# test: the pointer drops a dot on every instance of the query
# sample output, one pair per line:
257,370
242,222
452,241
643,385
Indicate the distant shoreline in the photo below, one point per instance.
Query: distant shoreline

☆ ☆ ☆ ☆ ☆

Without changing anything, repeat every record above.

# test: the pointer drops a dot on every instance of the query
# sample output, one pair per line:
257,370
242,222
452,241
643,385
Indicate the distant shoreline in the photo below, one point per instance.
Query: distant shoreline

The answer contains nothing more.